§ **TASK BRIEF**: Update the part of the Hong Kong and Singapore coronavirus text that opens with the words containing "Just 0.4% of" and closes with "98,000 and growing.", replacing "death toll" with "number of deaths".

§ **PROVIDED PASSAGE**:
--- START ---

Coronavirus Doesn’t Have to Be So Deadly. Just Look at Hong Kong and Singapore

coronavirus Hong Kong Singapore

That’s the headline on my newest story, out Tuesday, which I wrote with my colleague Feliz Solomon. It begins:

Hong Kong and Singapore reported their first cases of the novel coronavirus in January. Four months later, the densely packed Asian metropolises, with a combined population of about 13 million, have seen 27 fatalities between them.

Just 0.4% of those with confirmed infections have died in Hong Kong. In Singapore—less than 0.1%. If the U.S. had a similar fatality rate as the average of the two, its death toll would now stand at about 4,100, rather than 98,000 and growing.

“When you overwhelm health systems a lot more people die,” said David Owens, founder of Hong Kong medical practice OT&P Healthcare, who has treated patients for Covid-19. Hong Kong and Singapore “didn’t let the epidemic run wild.”

--- END ---

§ **INPUT DATA**:
--- START ---

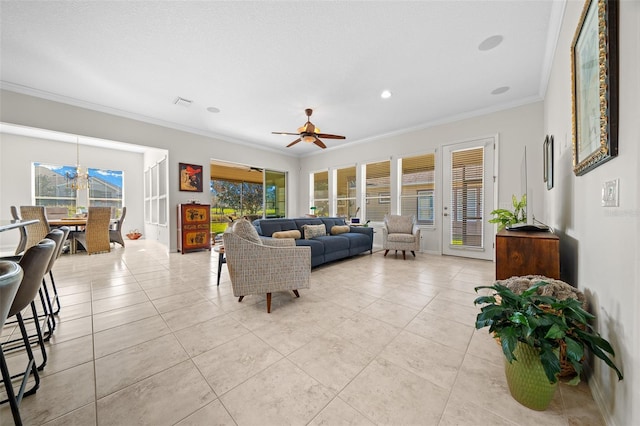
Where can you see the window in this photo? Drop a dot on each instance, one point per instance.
(51, 189)
(155, 193)
(417, 188)
(321, 193)
(346, 191)
(378, 193)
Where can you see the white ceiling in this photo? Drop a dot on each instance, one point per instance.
(262, 63)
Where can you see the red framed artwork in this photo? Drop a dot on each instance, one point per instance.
(190, 177)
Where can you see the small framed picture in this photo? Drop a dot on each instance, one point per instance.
(190, 177)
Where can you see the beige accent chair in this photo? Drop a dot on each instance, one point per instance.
(400, 233)
(31, 234)
(259, 266)
(95, 238)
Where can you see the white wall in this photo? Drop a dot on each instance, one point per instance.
(182, 146)
(16, 187)
(599, 245)
(515, 128)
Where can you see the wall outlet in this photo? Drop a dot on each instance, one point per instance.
(610, 194)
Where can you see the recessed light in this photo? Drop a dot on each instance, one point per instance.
(491, 42)
(500, 90)
(183, 102)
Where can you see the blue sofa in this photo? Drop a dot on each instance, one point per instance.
(326, 248)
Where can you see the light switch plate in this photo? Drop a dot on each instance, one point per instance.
(610, 195)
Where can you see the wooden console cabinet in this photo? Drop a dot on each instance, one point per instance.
(527, 253)
(194, 227)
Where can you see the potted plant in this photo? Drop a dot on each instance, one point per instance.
(531, 329)
(134, 234)
(504, 217)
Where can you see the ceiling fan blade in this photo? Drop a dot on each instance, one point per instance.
(319, 143)
(328, 136)
(294, 142)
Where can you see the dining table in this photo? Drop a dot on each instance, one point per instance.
(6, 225)
(77, 223)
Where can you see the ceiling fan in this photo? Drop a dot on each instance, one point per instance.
(308, 132)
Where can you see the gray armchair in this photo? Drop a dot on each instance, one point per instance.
(400, 233)
(259, 266)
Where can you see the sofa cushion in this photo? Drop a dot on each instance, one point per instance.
(294, 233)
(312, 231)
(245, 230)
(399, 224)
(268, 227)
(339, 229)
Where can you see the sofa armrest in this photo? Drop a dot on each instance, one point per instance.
(362, 230)
(278, 242)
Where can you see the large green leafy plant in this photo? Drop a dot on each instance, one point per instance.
(544, 323)
(504, 217)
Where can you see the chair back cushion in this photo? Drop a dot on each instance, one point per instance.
(245, 230)
(312, 231)
(399, 224)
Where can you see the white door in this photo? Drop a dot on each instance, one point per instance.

--- END ---

§ **ANSWER FOR THIS EXERCISE**:
Just 0.4% of those with confirmed infections have died in Hong Kong. In Singapore—less than 0.1%. If the U.S. had a similar fatality rate as the average of the two, its number of deaths would now stand at about 4,100, rather than 98,000 and growing.